_WHAT THIS TASK INVOLVES:_
Please print out every entry below, verbatim.
*** EXERCISE DATA ***
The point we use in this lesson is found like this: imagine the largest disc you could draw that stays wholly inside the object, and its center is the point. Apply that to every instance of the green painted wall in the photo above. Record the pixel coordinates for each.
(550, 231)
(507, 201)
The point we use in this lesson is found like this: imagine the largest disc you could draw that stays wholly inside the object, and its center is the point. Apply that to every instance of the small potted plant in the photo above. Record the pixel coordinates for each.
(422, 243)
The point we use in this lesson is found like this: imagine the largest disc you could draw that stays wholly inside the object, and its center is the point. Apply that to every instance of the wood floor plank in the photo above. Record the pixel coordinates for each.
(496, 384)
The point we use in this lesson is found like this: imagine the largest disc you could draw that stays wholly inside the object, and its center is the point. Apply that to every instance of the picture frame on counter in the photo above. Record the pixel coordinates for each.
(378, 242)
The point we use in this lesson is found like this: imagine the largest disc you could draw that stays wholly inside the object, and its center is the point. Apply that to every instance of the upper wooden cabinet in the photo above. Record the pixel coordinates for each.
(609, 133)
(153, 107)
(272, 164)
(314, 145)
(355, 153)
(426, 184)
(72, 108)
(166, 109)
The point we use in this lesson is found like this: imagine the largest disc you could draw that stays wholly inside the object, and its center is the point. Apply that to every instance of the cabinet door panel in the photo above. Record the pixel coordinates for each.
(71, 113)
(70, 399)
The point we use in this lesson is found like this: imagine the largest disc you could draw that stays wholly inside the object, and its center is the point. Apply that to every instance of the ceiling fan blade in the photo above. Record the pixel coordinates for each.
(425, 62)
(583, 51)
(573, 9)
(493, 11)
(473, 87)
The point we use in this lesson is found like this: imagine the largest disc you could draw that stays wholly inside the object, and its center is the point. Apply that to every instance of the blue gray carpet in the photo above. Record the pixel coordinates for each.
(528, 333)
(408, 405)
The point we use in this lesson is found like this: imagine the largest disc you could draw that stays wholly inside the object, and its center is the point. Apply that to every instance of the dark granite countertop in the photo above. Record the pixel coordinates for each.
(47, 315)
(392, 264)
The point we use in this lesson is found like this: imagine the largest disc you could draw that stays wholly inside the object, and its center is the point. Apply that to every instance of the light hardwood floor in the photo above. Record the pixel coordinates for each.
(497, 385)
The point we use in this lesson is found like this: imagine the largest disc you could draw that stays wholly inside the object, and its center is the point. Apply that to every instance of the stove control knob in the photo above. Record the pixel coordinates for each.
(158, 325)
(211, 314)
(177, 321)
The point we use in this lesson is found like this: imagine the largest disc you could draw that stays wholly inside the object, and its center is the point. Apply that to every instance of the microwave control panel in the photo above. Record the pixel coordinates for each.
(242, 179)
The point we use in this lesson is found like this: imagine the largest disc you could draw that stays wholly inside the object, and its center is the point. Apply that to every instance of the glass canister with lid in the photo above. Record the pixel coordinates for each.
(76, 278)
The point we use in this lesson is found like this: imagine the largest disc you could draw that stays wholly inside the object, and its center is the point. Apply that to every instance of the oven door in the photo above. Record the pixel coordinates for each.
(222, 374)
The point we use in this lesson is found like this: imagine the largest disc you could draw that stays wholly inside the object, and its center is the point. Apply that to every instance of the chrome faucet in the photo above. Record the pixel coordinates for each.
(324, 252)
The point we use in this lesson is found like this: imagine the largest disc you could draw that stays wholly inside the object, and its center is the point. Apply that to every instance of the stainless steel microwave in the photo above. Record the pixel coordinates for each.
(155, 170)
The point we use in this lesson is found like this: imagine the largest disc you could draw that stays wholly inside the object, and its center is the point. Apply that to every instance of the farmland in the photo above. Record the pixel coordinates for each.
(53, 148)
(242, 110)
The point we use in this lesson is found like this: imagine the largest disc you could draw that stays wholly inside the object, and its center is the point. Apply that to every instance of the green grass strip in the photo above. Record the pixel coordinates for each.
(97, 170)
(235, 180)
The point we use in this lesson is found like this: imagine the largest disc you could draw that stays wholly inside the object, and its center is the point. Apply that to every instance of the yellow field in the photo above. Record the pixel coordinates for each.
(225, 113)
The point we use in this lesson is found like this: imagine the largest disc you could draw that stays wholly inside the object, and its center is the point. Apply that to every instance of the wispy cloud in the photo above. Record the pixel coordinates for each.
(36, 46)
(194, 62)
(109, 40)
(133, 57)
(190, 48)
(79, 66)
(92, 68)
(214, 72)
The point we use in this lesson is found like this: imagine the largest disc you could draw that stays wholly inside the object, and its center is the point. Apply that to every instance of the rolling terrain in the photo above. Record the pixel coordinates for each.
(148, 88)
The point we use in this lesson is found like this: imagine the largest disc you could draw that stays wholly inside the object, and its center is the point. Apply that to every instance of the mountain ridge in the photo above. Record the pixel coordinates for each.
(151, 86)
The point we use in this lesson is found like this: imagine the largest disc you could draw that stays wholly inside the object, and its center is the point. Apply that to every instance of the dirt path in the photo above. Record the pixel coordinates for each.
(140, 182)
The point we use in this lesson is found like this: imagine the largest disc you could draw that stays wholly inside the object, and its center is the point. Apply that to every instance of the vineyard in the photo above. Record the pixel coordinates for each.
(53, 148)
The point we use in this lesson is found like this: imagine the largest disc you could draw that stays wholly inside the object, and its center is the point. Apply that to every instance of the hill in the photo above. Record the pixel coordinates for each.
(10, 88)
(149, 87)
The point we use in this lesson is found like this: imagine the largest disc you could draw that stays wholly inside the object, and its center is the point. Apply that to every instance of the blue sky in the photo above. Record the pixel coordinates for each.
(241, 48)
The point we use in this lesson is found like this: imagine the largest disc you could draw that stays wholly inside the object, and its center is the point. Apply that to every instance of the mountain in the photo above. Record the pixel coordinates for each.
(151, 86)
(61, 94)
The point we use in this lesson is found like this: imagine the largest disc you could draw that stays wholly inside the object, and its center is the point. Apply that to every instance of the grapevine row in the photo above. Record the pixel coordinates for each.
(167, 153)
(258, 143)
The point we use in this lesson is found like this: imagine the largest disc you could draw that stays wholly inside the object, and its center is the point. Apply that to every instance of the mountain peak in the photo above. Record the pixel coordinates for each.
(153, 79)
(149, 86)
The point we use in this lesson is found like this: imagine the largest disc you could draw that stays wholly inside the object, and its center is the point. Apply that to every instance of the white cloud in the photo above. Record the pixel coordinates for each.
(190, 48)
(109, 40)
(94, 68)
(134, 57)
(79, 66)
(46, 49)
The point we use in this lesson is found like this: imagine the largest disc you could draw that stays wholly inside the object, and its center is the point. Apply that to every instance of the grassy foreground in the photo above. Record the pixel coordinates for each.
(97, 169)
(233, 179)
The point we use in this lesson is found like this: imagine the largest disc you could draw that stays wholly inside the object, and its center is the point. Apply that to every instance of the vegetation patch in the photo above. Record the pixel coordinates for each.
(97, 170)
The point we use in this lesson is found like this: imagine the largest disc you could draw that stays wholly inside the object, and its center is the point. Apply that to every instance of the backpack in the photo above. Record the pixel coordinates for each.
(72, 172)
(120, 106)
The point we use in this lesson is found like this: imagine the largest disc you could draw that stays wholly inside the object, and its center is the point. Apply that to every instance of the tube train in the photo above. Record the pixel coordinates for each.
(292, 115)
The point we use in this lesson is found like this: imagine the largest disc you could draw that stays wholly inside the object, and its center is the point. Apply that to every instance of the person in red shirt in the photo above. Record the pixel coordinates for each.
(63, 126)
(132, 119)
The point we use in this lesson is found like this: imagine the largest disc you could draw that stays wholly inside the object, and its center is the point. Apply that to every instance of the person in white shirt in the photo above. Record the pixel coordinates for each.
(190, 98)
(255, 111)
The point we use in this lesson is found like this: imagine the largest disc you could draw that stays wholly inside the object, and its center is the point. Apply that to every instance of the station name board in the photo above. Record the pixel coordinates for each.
*** End of EXERCISE DATA ***
_OUTPUT FOR THIS EXERCISE:_
The point we use in this lesson is found like this: imagine the largest disc you could draw that stays wholly inside the object, and its center is the point. Apply that to every instance of the green painted wall in the photo above. Record the pixel coordinates for each.
(550, 231)
(507, 201)
The point we use in this lesson is found like this: imagine the largest disc you could draw that stays wholly inside the object, and its center is the point. Apply that to every instance of the small potted plant in the photo above. Record the pixel coordinates for each.
(422, 243)
The point we use in this lesson is found like this: imagine the largest disc you could draw that stays wholly inside the object, and its center is the point. Apply that to every instance of the wood floor plank in the photo above. Record the pixel coordinates for each.
(496, 384)
The point we use in this lesson is found like this: imagine the largest disc you could draw that stays wholly inside the object, and its center is the point. Apply that to every instance of the picture frame on counter in the photo above. Record the pixel coordinates for each.
(378, 242)
The point we use in this lesson is found like this: imagine the largest disc you could draw that stays wholly inside the object, and its center is the point. Apply that to every instance of the upper wooden cabinet in the photo above. Record the pixel coordinates for each.
(609, 133)
(153, 107)
(272, 164)
(314, 145)
(355, 153)
(426, 184)
(72, 108)
(166, 109)
The point we use in this lesson is found like this: imagine the largest disc you could draw that stays wholly inside the object, and its center is the point. Apply that to every instance of the cabinet door panel in the photo above. Record the pixel coordinates for each.
(71, 113)
(70, 399)
The point we use in this lesson is found like this: imagine the largest disc you could draw that stays wholly inside the object, and its center is the point. Apply that to every instance of the ceiling fan blade in the photo above. Record the pixel coordinates for each.
(425, 62)
(583, 51)
(573, 9)
(493, 11)
(473, 87)
The point we use in this lesson is found like this: imagine the largest disc you could draw that stays wholly inside the object, and its center is the point. Apply that to every instance of the blue gray carpet in the photo above. Record the pixel coordinates for each.
(528, 333)
(408, 405)
The point we use in this lesson is found like this: imagine the largest disc you could draw that stays wholly inside the object, and its center is the point. Apply that to every instance of the dark granite countertop in the photo above. Record the pixel coordinates for each.
(47, 315)
(392, 264)
The point we use in this lesson is found like this: imagine the largest disc you could draw that stays wholly inside the object, and its center is the point. Apply that to every instance of the light hardwood floor in the photo above. Record the pixel coordinates for each.
(497, 385)
The point we use in this lesson is found like this: imagine the largest disc you could draw that stays wholly inside the object, and its center is the point. Apply that to every instance of the stove control knob in the photo above. Record the pixel coordinates for each.
(158, 325)
(211, 314)
(177, 321)
The point we use in this lesson is found like this: imagine the largest disc you could draw that stays wholly inside the object, and its center is the point. Apply that to every instance of the microwave control panel in the photo above. Record the pixel coordinates for each.
(242, 179)
The point we use in this lesson is found like this: imagine the largest disc you could draw that stays wholly inside the object, and its center is the point. Apply that to every instance of the glass canister with lid in the photo above. Record the pixel coordinates for each.
(76, 278)
The point we use in this lesson is found like this: imagine the largest disc you could draw that stays wholly inside the object, and its center is the point. Apply that to every instance of the oven door in the photo above. Record the pixel coordinates for each.
(222, 374)
The point we use in this lesson is found like this: imagine the largest disc you could draw that stays wholly inside the object, and its center is the point. Apply that to every instance of the chrome faucet in the photo above. Record the pixel coordinates for each.
(324, 252)
The point we use in this lesson is found like this: imagine the largest disc you could draw that stays wholly inside the object, and its center is the point. Apply that to every instance of the stainless steel microwave in the photo above. Record the pixel coordinates for each.
(155, 170)
The point we use in this lesson is found like this: imagine the largest disc you could draw that stays wholly inside the object, and its center is the point. Apply that to every instance of the farmland in the photo above. Record the pixel coordinates for each.
(53, 148)
(242, 110)
The point we use in this lesson is found like this: imagine the largest disc you could draw that stays wholly inside the object, and its center is the point. Apply that to every instance of the green grass strip in the photo above. Record the pixel coordinates for each.
(97, 170)
(235, 180)
The point we use in this lesson is found like this: imagine the largest disc you could draw that stays wholly inside the object, and its center is the point. Apply that to every instance of the yellow field in the photo above. Record the pixel coordinates for each.
(225, 113)
The point we use in this lesson is found like this: imagine the largest disc you could draw that stays wholly inside the object, and its center is the point. Apply that to every instance of the wispy cloud in the photo above. Record the pixel coordinates for each.
(36, 46)
(194, 62)
(109, 40)
(133, 57)
(190, 48)
(79, 66)
(92, 68)
(214, 72)
The point we use in this lesson is found like this: imagine the largest disc you could draw that stays wholly inside the object, and its center is the point. Apply that to every instance of the rolling terrain in the photo above. Record the pixel coordinates for each.
(148, 88)
The point we use in this lesson is found like this: imagine the largest disc you could draw that stays wholly inside the object, and its center is the point. Apply that to every instance of the mountain ridge in the photo above. Record the pixel coordinates for each.
(151, 86)
The point we use in this lesson is found like this: imagine the largest disc you could draw that stays wholly inside the object, and its center is the point. Apply that to every instance of the dirt path in the photo above. Record the pixel coordinates for each.
(140, 182)
The point we use in this lesson is found like this: imagine the largest disc you could draw that stays wholly inside the object, and its center is the point. Apply that to every instance of the vineyard in the photo above. Record the pixel coordinates for each.
(53, 148)
The point we use in this lesson is found like this: imagine the largest disc you could draw that stays wholly inside the object, and its center is the point. Apply that to every instance of the hill in the photo above. Record the pixel coordinates for each.
(10, 88)
(149, 87)
The point we use in this lesson is found like this: imagine the largest disc you could draw that stays wholly inside the object, and its center is the point. Apply that to every instance of the blue sky in the photo above. Record the pixel coordinates for each.
(241, 48)
The point we use in this lesson is found like this: imagine the largest disc you could draw that stays wholly inside the object, and its center is the point. Apply that to every instance of the mountain in the photo above. Record the pixel coordinates for each.
(151, 86)
(61, 94)
The point we use in this lesson is found like this: imagine the largest disc you could draw that stays wholly inside the object, and its center is the point. Apply that to every instance of the grapevine row in the photo above. Record the pixel coordinates for each.
(167, 153)
(258, 143)
The point we use in this lesson is found like this: imagine the largest disc you could draw that stays wholly inside the object, and its center is the point. Apply that to every instance of the mountain peak in the photo above. Record the pixel coordinates for each.
(153, 79)
(149, 86)
The point we use in this lesson is found like this: imagine the largest disc you could draw that stays wholly inside the object, and its center is the point. Apply that to every instance of the white cloud in the photo above. Record the pixel coordinates for each.
(190, 48)
(109, 40)
(94, 68)
(134, 57)
(79, 66)
(46, 49)
The point we use in this lesson is found like this: imagine the largest disc you could draw that stays wholly inside the object, and its center is the point. Apply that to every instance of the grassy foreground in the photo above. Record the pixel coordinates for each.
(97, 169)
(233, 179)
The point we use in this lesson is found like this: imagine the largest disc you could draw that stays wholly inside the object, and its center is the point. Apply that to every instance of the vegetation patch in the photo above. Record the pixel coordinates for each.
(97, 170)
The point we use in this lesson is found like this: imagine the largest disc you could draw that stays wholly inside the object, and its center is the point. Apply that to every instance of the backpack in the photo above. Record the pixel coordinates for each.
(72, 172)
(120, 106)
The point we use in this lesson is found like this: imagine the largest disc you could draw that stays wholly inside the object, and its center is the point. Apply that to every instance of the tube train in the photo above. Record the pixel coordinates for each.
(292, 115)
The point we use in this lesson is found like this: imagine the largest disc you could draw that stays wholly inside the object, and its center is the point. Apply that to every instance of the person in red shirt in the photo above. Record the pixel coordinates for each.
(63, 126)
(132, 119)
The point we use in this lesson is found like this: imagine the largest disc you could draw that stays wholly inside the object, and its center is the point. Apply that to every instance of the person in white shirt in the photo above. Record the pixel coordinates for each.
(190, 98)
(255, 111)
The point we use in this lesson is found like this: imagine the largest disc you could draw that stays wholly inside the object, and its center is the point. Apply that to every instance of the station name board in the photo above. Record the pixel coordinates for each.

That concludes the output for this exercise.